■ **OBJETIVO DE LA TAREA**: Reproduce sin cambios el tramo del texto sobre la cultura y los recortes que va desde "Un descenso a" hasta "ciudadano esencial básico.".

=== FRAGMENTO PROPORCIONADO ===

Un descenso a los infiernos o una estancia en el purgatorio desde una selva oscura.
Mucho se ha
hablado del impacto de las políticas neoliberales (recortes, privatizaciones,
etc.) sobre el deterioro de servicios públicos como la educación, la sanidad o
los servicios sociales, pero pocas veces se han tratado seriamente las consecuencias
de estas políticas sobre la cultura, considerada en la mayor parte de los
casos, como un derecho social accesorio, un servicio público florero y hasta un
bien común totalmente prescindible en época de recortes y prioridades
presupuestarias, contraviniendo así lo establecido en nuestra Constitución y
las leyes que consagran la cultura como un derecho ciudadano esencial básico.
Durante la
burbuja urbanizadora, la cultura junto con el deporte, han sido excusa y motor
de la especulación, la corrupción y el despilfarro. El tsunami urbanizador no sólo ha inundado las costas de este país,
sino también las políticas culturales de muchos ayuntamientos y Comunidades
Autónomas. Con honrosas y singulares excepciones allí donde este modelo ha
funcionado, el resultado ha sido el vómito de fastuosos edificios y/o conglomerados
de ellos, erigidos a mayor gloria de arquitectos, constructores y políticos de
turno, que ha salpicado a todos y cada uno de los rincones de este país, bien
se tratara de grandes o pequeñas urbes. Y la resaca que hoy vivimos es que
estos monstruos demandan ingentes recursos materiales, energéticos y dinerarios
que dejan las arcas públicas vacías para la posterior dotación de contenidos y
programaciones culturales o que, debido a sus colosales dimensiones, son
imposibles de llenar porque se han edificado en poblaciones donde la ratio de posibles usuarios ha sido
desmesurada, como si el contenido fuera el cemento y el relleno la programación
cultural o los usuarios.

=== MATERIAL PROPORCIONADO ===

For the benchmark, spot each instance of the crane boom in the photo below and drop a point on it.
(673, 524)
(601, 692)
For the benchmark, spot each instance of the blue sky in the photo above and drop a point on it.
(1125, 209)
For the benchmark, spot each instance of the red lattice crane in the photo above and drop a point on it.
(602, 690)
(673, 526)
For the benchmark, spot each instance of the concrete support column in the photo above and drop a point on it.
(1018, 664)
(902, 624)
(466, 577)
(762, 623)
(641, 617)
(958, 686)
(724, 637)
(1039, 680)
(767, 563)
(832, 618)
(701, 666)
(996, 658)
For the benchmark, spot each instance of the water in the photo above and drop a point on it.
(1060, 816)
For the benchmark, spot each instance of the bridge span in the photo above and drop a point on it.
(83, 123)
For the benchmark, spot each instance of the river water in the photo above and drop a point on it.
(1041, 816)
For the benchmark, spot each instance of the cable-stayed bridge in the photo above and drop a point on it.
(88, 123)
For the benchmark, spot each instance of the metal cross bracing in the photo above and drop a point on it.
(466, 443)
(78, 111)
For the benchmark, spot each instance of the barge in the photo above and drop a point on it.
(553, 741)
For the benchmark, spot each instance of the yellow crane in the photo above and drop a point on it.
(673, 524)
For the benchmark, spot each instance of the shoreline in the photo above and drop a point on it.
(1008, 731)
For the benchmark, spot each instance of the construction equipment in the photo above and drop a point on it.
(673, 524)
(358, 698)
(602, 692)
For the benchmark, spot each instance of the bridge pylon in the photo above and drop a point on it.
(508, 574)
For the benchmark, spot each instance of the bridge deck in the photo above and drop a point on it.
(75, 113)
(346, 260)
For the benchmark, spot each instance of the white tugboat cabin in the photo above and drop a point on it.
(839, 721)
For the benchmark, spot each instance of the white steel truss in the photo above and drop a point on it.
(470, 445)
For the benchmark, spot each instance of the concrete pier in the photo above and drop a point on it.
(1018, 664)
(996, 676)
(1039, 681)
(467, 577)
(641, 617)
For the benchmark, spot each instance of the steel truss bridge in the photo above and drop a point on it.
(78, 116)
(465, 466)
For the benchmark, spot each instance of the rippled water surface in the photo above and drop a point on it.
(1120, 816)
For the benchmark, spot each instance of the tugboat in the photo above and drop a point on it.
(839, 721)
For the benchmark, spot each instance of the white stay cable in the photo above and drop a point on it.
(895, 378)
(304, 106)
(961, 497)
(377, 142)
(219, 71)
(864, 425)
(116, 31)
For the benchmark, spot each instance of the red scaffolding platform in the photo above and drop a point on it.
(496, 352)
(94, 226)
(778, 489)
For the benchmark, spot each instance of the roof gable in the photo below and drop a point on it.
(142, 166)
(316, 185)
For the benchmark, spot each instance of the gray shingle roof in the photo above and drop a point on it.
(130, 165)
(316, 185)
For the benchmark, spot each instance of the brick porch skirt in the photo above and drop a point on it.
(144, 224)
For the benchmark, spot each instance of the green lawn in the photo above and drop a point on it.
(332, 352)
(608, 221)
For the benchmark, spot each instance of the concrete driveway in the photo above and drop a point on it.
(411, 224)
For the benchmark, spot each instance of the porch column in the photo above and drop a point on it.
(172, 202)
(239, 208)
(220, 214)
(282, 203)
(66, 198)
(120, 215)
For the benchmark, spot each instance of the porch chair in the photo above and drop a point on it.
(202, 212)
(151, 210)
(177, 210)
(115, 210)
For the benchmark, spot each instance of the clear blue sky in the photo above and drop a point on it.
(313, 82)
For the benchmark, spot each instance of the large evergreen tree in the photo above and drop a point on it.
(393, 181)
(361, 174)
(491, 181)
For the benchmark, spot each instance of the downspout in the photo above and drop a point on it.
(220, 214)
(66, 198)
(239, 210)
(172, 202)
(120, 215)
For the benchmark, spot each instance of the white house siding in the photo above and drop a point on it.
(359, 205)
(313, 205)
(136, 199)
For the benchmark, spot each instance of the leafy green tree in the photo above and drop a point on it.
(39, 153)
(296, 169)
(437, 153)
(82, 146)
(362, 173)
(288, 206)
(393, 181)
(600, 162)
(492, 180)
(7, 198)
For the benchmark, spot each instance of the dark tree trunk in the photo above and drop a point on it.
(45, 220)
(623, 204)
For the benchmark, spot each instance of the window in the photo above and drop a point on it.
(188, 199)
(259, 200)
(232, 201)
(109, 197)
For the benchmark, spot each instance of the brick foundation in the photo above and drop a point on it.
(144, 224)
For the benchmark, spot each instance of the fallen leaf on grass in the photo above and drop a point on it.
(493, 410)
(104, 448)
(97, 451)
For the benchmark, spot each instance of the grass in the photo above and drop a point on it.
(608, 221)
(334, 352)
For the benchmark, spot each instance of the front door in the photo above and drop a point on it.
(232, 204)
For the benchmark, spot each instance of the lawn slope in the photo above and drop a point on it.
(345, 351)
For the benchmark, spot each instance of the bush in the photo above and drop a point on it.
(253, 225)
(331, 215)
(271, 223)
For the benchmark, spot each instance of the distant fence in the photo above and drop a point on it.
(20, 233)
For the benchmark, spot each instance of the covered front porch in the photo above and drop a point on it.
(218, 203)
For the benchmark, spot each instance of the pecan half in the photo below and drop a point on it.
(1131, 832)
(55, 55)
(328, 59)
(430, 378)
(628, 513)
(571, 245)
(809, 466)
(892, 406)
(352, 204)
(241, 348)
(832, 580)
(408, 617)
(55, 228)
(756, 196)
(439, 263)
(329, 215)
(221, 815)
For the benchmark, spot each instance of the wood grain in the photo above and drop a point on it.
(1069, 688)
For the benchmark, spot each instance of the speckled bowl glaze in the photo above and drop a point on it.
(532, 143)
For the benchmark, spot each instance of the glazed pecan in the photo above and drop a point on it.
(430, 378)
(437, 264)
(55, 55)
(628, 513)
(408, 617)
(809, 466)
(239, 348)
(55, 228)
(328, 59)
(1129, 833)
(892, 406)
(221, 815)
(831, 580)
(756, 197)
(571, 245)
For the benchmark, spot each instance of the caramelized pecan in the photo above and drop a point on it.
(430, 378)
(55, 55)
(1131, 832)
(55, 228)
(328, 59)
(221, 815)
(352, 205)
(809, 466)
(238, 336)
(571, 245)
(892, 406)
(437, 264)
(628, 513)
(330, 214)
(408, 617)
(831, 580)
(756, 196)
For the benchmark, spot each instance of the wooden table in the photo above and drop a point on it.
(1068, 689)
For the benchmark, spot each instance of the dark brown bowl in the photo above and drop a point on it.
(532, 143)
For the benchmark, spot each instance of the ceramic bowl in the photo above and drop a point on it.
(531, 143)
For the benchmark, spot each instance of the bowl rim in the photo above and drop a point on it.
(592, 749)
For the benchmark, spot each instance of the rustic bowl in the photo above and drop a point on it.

===

■ **SOLUCIÓN DE LA TAREA**:
Un descenso a los infiernos o una estancia en el purgatorio desde una selva oscura.
Mucho se ha
hablado del impacto de las políticas neoliberales (recortes, privatizaciones,
etc.) sobre el deterioro de servicios públicos como la educación, la sanidad o
los servicios sociales, pero pocas veces se han tratado seriamente las consecuencias
de estas políticas sobre la cultura, considerada en la mayor parte de los
casos, como un derecho social accesorio, un servicio público florero y hasta un
bien común totalmente prescindible en época de recortes y prioridades
presupuestarias, contraviniendo así lo establecido en nuestra Constitución y
las leyes que consagran la cultura como un derecho ciudadano esencial básico.